Convert the lines below, from the line containing "query: the noun phrase to segment: downspout" through the end of the rows, into a JSON list of strings with one string per line and blank lines omitted.

____ SOURCE DATA

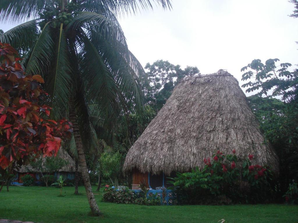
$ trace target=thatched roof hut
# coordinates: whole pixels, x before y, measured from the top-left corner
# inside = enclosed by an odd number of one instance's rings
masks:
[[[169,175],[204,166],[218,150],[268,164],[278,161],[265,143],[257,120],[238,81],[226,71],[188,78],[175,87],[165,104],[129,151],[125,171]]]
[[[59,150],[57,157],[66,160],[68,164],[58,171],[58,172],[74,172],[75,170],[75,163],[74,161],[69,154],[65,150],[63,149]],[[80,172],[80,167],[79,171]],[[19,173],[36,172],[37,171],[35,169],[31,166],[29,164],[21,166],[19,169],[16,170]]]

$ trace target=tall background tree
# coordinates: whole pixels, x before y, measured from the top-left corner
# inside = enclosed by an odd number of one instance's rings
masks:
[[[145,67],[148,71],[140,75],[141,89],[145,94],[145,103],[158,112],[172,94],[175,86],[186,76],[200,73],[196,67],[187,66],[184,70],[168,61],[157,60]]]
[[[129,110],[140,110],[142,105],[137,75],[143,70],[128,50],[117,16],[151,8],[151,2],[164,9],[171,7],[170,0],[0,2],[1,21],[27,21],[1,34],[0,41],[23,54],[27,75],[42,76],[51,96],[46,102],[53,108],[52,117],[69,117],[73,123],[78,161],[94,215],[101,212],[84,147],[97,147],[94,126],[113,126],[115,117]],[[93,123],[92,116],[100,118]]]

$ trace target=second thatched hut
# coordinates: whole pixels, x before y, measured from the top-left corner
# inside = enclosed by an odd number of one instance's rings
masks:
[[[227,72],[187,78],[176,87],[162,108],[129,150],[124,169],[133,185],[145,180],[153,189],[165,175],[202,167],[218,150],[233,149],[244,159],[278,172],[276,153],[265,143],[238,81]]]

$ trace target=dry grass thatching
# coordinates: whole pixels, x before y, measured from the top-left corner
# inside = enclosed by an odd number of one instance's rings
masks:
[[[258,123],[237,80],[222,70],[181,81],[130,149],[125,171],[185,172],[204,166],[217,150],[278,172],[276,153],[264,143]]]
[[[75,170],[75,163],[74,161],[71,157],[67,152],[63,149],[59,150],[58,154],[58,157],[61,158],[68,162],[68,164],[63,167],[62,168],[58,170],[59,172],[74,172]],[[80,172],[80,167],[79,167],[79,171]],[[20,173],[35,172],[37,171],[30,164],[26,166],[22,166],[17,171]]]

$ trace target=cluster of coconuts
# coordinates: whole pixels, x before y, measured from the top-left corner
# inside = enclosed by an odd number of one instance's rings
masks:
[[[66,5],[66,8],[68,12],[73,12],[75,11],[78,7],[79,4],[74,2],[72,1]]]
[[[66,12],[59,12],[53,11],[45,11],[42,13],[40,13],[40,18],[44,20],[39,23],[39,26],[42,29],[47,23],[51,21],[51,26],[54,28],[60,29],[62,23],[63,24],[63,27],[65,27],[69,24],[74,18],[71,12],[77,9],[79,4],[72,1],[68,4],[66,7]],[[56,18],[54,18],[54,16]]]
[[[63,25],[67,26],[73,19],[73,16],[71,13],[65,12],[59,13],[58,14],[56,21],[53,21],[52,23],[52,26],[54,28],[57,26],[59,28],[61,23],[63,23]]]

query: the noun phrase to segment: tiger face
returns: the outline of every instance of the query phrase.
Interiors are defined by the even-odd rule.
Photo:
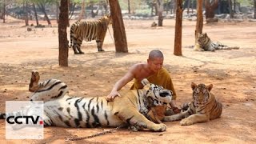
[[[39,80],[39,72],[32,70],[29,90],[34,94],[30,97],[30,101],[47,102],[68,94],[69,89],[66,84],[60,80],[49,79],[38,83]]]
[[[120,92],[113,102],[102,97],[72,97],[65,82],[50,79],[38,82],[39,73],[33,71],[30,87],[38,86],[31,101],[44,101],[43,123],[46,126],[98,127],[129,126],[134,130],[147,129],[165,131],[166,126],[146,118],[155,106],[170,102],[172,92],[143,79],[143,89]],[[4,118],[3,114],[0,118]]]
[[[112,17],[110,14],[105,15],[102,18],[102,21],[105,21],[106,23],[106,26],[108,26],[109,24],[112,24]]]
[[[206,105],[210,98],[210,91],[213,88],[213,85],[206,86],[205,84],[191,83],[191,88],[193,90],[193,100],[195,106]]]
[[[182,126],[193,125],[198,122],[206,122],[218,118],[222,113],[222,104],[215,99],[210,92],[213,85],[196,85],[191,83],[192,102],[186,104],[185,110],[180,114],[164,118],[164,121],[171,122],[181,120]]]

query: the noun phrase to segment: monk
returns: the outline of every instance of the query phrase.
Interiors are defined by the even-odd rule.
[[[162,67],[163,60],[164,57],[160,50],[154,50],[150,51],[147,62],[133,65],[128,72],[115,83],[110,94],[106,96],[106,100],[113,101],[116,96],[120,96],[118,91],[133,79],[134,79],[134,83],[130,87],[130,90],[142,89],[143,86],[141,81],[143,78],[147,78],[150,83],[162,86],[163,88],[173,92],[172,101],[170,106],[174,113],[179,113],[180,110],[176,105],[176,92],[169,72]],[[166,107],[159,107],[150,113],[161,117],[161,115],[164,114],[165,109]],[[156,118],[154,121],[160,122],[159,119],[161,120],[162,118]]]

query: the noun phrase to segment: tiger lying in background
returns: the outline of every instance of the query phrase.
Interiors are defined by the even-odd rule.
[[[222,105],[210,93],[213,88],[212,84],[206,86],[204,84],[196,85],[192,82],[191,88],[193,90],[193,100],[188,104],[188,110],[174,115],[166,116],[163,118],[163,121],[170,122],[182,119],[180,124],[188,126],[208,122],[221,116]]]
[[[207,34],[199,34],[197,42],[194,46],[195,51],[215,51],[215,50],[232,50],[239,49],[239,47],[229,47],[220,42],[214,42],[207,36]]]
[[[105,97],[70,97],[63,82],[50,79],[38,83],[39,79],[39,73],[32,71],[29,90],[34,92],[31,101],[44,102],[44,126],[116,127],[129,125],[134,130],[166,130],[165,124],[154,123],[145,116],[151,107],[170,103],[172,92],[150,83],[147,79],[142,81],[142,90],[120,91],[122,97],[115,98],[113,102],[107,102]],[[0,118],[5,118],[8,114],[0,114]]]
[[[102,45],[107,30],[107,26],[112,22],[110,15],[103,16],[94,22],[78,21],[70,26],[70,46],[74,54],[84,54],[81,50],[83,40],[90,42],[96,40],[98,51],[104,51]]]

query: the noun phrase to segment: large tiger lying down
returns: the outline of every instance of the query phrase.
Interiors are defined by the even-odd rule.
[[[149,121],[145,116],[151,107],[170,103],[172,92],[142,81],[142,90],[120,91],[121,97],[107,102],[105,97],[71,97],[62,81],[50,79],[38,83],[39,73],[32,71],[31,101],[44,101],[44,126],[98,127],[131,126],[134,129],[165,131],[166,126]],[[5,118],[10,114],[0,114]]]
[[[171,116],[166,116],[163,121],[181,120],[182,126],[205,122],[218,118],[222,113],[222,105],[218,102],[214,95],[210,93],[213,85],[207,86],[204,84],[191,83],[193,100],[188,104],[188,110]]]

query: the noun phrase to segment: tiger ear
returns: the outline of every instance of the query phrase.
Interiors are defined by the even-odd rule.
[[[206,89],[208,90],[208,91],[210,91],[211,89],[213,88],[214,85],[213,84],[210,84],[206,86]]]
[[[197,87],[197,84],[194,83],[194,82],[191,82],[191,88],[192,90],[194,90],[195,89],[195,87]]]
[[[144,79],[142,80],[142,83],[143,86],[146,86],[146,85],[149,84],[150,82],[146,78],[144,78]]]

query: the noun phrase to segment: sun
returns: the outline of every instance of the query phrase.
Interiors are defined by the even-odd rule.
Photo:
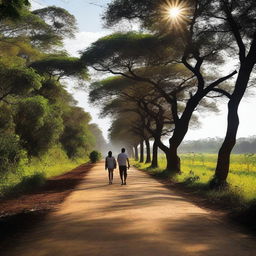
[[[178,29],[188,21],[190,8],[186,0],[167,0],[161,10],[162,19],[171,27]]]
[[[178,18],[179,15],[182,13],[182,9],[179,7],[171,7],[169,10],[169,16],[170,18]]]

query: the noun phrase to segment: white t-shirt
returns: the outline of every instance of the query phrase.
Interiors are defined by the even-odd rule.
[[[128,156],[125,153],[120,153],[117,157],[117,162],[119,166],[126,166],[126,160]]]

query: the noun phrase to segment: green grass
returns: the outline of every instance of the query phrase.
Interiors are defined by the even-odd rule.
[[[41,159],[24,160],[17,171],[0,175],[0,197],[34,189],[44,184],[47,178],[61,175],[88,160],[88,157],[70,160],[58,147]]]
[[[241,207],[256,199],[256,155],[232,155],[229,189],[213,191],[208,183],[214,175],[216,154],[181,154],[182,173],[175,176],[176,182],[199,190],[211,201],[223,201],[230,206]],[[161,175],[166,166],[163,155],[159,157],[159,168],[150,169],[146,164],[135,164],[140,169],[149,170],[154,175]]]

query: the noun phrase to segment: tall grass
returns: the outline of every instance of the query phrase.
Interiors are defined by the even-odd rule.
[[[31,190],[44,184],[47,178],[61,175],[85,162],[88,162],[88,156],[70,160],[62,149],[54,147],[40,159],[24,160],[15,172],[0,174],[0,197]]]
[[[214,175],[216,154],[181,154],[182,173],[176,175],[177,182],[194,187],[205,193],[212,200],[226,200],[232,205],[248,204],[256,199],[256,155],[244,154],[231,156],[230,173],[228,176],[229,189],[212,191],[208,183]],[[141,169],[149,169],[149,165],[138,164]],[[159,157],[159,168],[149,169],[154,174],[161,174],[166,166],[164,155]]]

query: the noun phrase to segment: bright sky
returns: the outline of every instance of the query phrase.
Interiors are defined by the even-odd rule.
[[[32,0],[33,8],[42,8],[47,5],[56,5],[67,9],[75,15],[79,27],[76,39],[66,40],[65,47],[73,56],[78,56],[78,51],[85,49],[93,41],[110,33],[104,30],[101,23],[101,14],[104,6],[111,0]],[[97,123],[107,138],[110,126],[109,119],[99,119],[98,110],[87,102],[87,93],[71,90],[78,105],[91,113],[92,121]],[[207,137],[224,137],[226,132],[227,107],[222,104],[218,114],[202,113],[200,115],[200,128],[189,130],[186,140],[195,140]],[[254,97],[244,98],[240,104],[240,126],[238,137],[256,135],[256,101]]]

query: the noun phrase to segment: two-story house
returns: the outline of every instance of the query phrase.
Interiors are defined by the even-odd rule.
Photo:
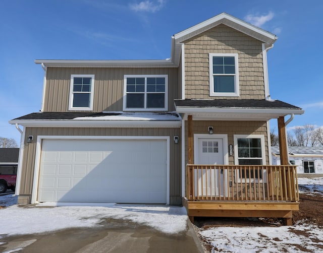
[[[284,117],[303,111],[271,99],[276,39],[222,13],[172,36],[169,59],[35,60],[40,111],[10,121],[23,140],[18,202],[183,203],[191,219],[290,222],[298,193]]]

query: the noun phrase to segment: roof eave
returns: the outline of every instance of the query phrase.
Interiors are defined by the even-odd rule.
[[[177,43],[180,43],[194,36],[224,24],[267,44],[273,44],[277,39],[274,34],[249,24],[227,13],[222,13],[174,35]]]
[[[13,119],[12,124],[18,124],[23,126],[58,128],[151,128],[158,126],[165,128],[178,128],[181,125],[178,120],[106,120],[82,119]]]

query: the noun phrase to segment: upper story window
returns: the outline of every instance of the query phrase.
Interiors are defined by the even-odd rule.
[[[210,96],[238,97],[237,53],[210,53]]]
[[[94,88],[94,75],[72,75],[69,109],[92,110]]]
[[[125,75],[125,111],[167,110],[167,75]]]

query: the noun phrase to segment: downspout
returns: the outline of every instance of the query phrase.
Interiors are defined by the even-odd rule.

________

■ RESPONSE TO THE TASK:
[
  "query: the noun phrase to segment: downspout",
  "returns: the outline of every instance of the query phrase.",
  "Interiors are defined by the even-odd rule."
]